*TEXT PROVIDED*
The fix is to replace std::complex<double> in getIterations with plain double variables for the real and imaginary parts. The Mandelbrot iteration $z_{n+1} = z_n^2 + c$ expands algebraically to:

$$re_{new} = re_z^2 - im_z^2 + re_c$$ $$im_{new} = 2 \cdot re_z \cdot im_z + im_c$$

The fix eliminates every std::complex method call from the inner loop. If the agent hasn’t already proposed this change, use the following prompt to direct it:

    

        
        
On the remote server, rewrite the getIterations function in
src/mandelbrot_single_thread.cpp to use plain double variables zr and zi
instead of std::complex<double>, expanding z*z + c algebraically.
Rebuild with `make clean && make single_thread DEBUG=1`, then re-run the
Code Hotspots recipe and compare with the previous run. Have the
std::complex operator symbols disappeared from the hotspot list?

*EXTRACTED RECORDS*
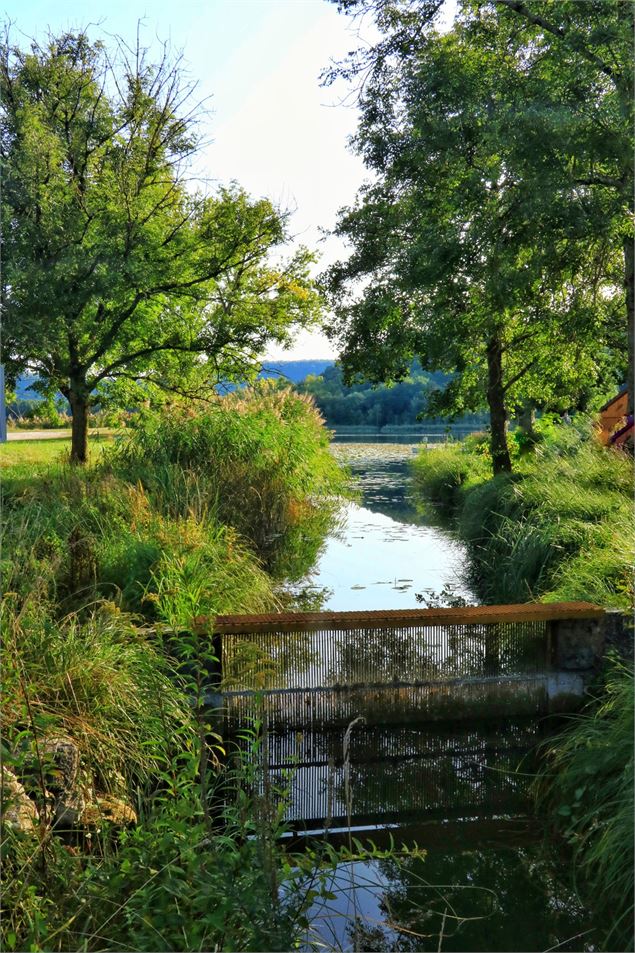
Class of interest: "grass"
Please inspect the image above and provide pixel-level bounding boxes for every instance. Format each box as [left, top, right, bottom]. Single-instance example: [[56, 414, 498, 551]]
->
[[414, 427, 635, 609], [414, 423, 634, 950], [0, 388, 346, 951]]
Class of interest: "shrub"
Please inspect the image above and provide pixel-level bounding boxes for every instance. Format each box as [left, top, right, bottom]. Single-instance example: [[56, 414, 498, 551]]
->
[[415, 424, 634, 608], [536, 659, 635, 950], [110, 382, 346, 577]]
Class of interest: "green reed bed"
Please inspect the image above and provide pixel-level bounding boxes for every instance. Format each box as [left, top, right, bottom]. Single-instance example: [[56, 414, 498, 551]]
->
[[109, 382, 346, 578], [0, 389, 346, 951], [536, 658, 635, 950], [414, 422, 634, 950]]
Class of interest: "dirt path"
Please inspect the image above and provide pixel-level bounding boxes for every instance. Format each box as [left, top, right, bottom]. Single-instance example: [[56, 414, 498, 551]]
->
[[7, 427, 115, 440]]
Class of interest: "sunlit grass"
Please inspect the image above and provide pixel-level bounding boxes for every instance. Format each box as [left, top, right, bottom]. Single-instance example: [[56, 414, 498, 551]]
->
[[0, 433, 113, 475]]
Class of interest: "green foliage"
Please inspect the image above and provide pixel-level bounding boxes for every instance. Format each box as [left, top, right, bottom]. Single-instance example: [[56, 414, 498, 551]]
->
[[537, 659, 635, 950], [296, 362, 472, 428], [0, 31, 319, 461], [111, 382, 346, 578], [412, 445, 487, 513], [2, 594, 192, 795], [414, 412, 633, 609], [0, 386, 356, 951], [326, 0, 633, 473]]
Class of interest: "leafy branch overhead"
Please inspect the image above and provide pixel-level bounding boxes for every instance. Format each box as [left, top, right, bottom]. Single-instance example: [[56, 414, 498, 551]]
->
[[0, 32, 319, 459], [324, 0, 633, 470]]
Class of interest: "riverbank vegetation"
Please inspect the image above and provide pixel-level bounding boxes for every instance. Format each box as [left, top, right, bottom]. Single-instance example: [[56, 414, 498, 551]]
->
[[1, 386, 346, 950], [413, 420, 635, 950]]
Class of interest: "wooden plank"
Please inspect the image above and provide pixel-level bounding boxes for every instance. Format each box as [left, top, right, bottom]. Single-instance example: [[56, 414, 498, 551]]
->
[[194, 602, 604, 635]]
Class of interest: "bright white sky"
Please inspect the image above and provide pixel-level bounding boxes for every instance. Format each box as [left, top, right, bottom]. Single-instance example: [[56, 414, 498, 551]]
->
[[0, 0, 454, 359]]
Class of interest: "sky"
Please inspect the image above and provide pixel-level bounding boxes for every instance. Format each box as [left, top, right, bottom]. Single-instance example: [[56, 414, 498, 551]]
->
[[0, 0, 380, 360]]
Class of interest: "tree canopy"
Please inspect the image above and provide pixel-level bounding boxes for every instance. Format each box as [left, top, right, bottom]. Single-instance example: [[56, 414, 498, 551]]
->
[[327, 0, 632, 471], [0, 32, 319, 460]]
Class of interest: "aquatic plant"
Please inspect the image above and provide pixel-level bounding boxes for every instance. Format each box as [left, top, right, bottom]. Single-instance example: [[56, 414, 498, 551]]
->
[[536, 658, 635, 950], [109, 382, 347, 578]]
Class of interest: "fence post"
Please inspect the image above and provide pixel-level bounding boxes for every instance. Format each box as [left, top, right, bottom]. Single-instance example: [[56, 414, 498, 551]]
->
[[0, 364, 7, 443]]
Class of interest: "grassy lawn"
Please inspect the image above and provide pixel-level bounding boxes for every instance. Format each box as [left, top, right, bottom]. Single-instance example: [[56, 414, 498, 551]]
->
[[0, 434, 113, 476]]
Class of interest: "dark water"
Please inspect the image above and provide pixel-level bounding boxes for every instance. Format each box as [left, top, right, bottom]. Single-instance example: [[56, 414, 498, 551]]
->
[[286, 446, 601, 951]]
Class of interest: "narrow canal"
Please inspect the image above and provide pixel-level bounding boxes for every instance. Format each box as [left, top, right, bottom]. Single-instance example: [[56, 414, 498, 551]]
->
[[286, 443, 599, 951], [304, 443, 474, 610]]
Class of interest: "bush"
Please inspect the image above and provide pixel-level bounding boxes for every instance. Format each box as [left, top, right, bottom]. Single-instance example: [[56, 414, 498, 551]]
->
[[537, 659, 635, 950], [415, 425, 634, 609], [412, 441, 486, 513], [2, 596, 192, 798]]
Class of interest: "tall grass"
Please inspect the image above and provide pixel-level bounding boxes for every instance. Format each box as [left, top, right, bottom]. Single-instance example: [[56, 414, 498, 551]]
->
[[537, 660, 635, 950], [414, 427, 635, 609], [0, 389, 356, 951], [109, 382, 346, 578]]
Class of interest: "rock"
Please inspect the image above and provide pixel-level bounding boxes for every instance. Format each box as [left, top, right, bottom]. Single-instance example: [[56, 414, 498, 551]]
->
[[0, 766, 40, 834]]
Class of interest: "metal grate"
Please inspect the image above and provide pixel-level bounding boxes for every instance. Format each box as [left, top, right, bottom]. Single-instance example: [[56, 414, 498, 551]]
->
[[197, 603, 603, 728], [231, 722, 541, 828]]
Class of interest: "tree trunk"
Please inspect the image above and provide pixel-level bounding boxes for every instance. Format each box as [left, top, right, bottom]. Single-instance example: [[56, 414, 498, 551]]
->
[[624, 235, 635, 414], [487, 337, 512, 476], [517, 400, 536, 441], [68, 384, 88, 463]]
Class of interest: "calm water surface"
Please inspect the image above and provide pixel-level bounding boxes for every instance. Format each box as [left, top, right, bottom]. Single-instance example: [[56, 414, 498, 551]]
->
[[307, 443, 471, 610], [286, 441, 600, 951]]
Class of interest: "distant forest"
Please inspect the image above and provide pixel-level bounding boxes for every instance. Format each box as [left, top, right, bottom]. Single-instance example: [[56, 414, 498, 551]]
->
[[296, 361, 486, 428], [9, 360, 486, 429]]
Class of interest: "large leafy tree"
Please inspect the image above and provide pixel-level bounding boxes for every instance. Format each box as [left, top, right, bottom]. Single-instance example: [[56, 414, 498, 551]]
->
[[0, 32, 318, 461], [329, 0, 630, 472]]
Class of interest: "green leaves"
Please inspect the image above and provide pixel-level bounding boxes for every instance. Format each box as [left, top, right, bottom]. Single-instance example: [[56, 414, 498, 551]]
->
[[0, 33, 320, 461]]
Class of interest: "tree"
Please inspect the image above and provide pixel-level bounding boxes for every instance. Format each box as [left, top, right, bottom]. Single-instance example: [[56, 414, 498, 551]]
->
[[0, 32, 318, 461], [327, 0, 629, 472]]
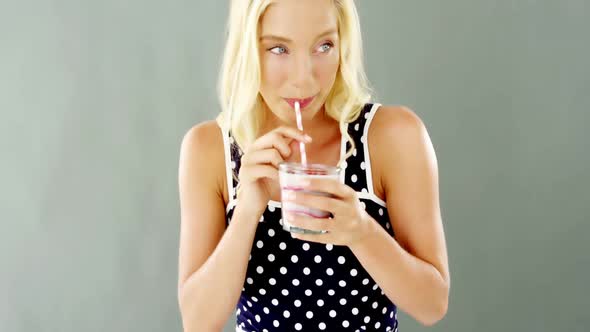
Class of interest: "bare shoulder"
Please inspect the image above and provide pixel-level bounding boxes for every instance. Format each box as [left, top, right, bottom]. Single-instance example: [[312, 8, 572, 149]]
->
[[368, 105, 436, 198], [179, 120, 227, 202]]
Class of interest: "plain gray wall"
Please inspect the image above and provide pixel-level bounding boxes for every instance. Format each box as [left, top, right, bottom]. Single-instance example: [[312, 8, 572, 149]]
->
[[0, 0, 590, 332]]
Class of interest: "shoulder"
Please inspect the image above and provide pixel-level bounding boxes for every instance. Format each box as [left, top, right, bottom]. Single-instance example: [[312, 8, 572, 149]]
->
[[369, 105, 426, 145], [182, 120, 223, 148], [179, 120, 225, 197]]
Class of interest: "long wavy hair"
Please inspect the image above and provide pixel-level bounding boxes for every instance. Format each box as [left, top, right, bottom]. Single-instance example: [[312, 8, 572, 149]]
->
[[216, 0, 371, 164]]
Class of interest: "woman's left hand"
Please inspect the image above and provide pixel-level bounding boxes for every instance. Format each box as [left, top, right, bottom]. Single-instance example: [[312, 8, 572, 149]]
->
[[283, 178, 374, 247]]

*EXERCISES TO COMPLETE*
1. Answer these questions using the text on the Mandelbrot fix:
(a) What should replace std::complex<double> in getIterations?
(b) Which source file holds the getIterations function to be rewritten?
(c) What command does the prompt give for rebuilding?
2. List every distinct variable on the right-hand sides of the two expanded equations in the text on the Mandelbrot fix.

*ANSWERS BY ITEM*
1.
(a) Plain double variables for the real and imaginary parts (named zr and zi in the prompt).
(b) src/mandelbrot_single_thread.cpp
(c) `make clean && make single_thread DEBUG=1`

2.
re_z
im_z
re_c
im_c